OBJECTIVE :: Repeat the material below word for word, leaving out the pictures.

(Location identification items)
-- Start --
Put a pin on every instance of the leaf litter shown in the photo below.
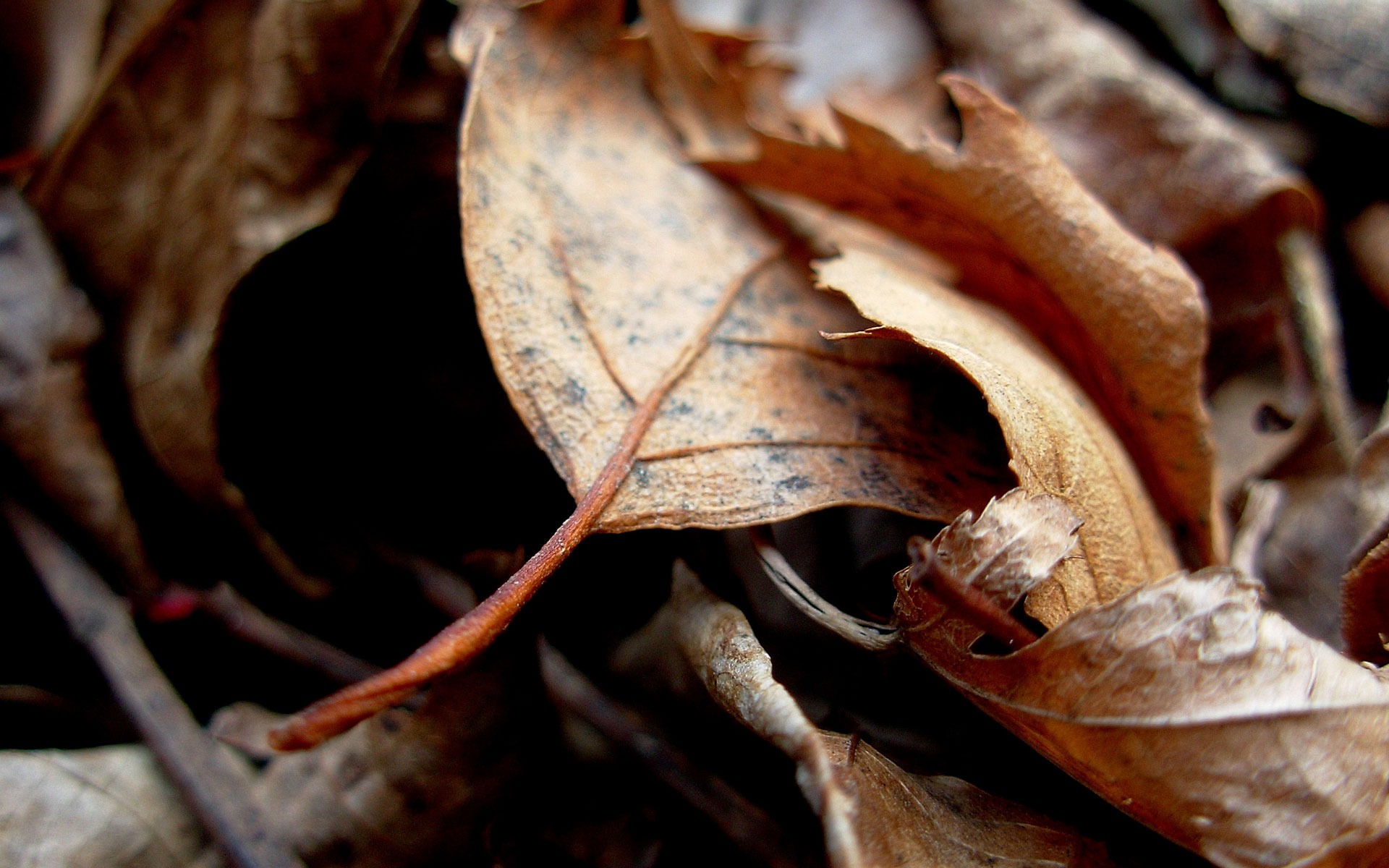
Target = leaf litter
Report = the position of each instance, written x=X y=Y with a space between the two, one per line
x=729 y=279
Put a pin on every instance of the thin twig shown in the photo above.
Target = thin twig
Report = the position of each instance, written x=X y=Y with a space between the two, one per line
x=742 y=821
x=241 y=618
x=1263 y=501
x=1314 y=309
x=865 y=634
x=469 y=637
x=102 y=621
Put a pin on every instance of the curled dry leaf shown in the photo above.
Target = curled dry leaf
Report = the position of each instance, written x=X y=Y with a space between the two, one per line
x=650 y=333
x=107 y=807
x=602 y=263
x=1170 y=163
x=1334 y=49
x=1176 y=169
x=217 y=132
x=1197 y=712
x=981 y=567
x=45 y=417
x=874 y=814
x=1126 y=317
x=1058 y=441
-- End --
OUTPUT OF THE EXERCISE ::
Put a pin on every instance of the leaf litter shown in the photo below.
Target = leaf litter
Report = the position of each instance, written x=X y=Y with a space between the two, one per line
x=729 y=279
Put a pin on every instance of the thin twig shown in the photo above.
Target = thin twig
Report = the position of each instance, written x=X y=Y with a space between the two, one per line
x=742 y=821
x=241 y=618
x=1263 y=501
x=1314 y=309
x=865 y=634
x=469 y=637
x=102 y=621
Put a pin on every instance of the curled dry leaf shown in the photo above.
Target = curled dry leaf
Report = the position of each instance, written x=X y=Y with a space between the two, one per line
x=650 y=333
x=107 y=807
x=602 y=263
x=1170 y=163
x=1334 y=49
x=1176 y=169
x=217 y=132
x=1197 y=712
x=981 y=567
x=45 y=417
x=874 y=814
x=1126 y=317
x=1058 y=441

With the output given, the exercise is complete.